### DATA PROVIDED
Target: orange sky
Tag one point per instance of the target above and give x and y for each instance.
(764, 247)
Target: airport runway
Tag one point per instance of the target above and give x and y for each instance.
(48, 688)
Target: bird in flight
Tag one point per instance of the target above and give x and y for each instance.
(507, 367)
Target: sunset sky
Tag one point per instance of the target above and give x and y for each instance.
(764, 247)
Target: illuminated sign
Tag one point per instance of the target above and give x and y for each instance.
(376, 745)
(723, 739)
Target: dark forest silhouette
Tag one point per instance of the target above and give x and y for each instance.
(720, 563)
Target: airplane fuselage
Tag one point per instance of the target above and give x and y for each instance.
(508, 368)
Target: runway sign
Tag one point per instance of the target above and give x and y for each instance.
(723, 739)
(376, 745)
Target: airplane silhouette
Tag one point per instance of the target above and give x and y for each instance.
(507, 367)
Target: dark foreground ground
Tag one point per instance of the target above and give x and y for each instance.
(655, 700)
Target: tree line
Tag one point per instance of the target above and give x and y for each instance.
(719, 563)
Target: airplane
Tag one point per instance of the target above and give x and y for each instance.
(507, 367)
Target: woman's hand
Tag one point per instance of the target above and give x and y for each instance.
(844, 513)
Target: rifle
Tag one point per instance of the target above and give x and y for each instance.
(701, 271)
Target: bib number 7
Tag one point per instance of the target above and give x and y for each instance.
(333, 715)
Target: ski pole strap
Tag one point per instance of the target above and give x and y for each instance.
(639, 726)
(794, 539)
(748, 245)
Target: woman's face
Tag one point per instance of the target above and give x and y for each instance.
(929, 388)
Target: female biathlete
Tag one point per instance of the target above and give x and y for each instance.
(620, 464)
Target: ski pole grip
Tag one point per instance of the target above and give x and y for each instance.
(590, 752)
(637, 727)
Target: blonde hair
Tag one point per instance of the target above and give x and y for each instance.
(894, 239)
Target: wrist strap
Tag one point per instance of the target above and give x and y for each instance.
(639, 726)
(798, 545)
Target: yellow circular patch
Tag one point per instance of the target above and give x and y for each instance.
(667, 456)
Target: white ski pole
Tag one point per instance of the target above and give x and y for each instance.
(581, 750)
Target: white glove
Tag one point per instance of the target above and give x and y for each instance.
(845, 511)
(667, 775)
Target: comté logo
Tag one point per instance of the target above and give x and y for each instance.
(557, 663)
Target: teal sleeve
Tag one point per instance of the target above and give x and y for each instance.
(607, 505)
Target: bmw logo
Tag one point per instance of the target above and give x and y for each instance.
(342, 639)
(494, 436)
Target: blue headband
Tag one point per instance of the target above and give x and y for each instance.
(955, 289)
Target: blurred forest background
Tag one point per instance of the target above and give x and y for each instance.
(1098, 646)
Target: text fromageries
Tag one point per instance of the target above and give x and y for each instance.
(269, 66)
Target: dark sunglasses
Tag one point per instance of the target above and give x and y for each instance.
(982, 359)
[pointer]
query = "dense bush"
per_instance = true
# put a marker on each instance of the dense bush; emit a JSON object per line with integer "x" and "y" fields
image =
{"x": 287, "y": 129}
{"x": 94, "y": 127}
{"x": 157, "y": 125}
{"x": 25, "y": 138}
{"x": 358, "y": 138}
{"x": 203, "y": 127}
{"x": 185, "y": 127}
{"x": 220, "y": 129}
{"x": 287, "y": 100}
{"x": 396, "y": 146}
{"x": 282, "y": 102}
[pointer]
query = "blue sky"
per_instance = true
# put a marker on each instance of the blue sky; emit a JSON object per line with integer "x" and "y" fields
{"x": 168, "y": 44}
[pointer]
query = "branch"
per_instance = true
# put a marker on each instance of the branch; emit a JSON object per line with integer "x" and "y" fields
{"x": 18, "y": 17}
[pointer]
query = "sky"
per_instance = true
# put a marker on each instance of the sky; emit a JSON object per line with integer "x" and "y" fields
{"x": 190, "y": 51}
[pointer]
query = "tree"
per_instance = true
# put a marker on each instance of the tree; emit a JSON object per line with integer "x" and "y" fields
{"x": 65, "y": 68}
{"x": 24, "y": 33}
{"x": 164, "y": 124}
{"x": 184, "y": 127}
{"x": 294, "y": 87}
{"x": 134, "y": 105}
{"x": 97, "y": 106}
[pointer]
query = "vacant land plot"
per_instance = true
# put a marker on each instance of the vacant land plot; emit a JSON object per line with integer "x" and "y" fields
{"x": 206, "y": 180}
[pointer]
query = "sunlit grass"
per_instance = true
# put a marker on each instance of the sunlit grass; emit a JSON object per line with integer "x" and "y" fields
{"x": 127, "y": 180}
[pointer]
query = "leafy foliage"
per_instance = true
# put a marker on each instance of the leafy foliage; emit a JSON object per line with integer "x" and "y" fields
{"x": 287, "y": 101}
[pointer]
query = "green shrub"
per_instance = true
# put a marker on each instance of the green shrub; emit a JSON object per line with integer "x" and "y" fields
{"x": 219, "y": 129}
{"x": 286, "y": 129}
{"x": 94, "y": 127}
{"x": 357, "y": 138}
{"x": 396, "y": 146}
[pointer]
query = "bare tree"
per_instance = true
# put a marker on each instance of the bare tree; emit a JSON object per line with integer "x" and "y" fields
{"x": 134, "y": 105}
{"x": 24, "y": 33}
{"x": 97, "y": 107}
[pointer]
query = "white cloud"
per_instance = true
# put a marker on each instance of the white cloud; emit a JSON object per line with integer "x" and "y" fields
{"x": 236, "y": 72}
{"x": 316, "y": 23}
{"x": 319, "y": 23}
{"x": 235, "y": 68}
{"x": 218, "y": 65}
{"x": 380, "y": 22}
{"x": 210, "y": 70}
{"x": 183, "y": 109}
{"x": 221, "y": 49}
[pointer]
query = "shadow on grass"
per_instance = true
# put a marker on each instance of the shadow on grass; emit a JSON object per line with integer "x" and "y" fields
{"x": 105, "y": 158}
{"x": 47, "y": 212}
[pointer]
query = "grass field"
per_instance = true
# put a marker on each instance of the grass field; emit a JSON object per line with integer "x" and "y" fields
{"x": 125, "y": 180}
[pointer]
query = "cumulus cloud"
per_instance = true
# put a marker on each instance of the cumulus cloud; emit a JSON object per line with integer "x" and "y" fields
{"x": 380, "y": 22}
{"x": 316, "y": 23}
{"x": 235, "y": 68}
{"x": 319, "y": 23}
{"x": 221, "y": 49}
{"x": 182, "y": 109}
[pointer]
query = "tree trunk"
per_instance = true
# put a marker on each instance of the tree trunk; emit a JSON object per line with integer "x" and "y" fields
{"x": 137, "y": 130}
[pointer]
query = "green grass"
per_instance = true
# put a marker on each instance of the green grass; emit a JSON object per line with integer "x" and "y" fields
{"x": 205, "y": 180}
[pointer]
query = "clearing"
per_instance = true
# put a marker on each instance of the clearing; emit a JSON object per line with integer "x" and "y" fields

### AIM OF THE TASK
Which lines of the records above contain the word "pole"? Report each one in full.

### ANSWER TO THIS TASK
Target: ski pole strap
Target: ski pole grip
Target: white ski pole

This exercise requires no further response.